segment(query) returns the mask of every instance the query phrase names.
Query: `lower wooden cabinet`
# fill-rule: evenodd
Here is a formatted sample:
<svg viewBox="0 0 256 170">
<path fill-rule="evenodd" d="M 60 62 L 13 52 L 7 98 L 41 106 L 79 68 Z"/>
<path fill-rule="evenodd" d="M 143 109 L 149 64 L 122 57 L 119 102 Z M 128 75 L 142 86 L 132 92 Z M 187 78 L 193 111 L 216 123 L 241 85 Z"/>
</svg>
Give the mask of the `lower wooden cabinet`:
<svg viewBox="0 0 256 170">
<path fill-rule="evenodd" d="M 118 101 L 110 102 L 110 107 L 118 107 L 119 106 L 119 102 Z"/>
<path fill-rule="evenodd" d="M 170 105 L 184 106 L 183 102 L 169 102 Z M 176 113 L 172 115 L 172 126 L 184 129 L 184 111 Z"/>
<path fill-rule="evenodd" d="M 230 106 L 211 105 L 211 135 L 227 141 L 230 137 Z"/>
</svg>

○ ○ ○ ○ ○

Challenge:
Return every line of the listing above verbatim, with nothing altered, added, or left out.

Answer to this task:
segment(query) returns the mask of every instance the query phrase names.
Query: `lower wooden cabinet`
# fill-rule: evenodd
Here is a formatted sample:
<svg viewBox="0 0 256 170">
<path fill-rule="evenodd" d="M 60 62 L 13 52 L 7 98 L 41 106 L 79 68 Z"/>
<path fill-rule="evenodd" d="M 143 109 L 149 64 L 122 57 L 119 102 Z M 128 75 L 142 86 L 132 92 Z M 187 78 L 193 111 L 216 123 L 241 85 Z"/>
</svg>
Give the mask of the `lower wooden cabinet`:
<svg viewBox="0 0 256 170">
<path fill-rule="evenodd" d="M 118 101 L 110 102 L 110 107 L 118 107 L 119 106 L 119 102 Z"/>
<path fill-rule="evenodd" d="M 170 105 L 184 106 L 183 102 L 169 102 Z M 176 113 L 172 115 L 172 126 L 184 129 L 184 111 Z"/>
<path fill-rule="evenodd" d="M 230 106 L 211 105 L 211 135 L 227 141 L 230 137 Z"/>
</svg>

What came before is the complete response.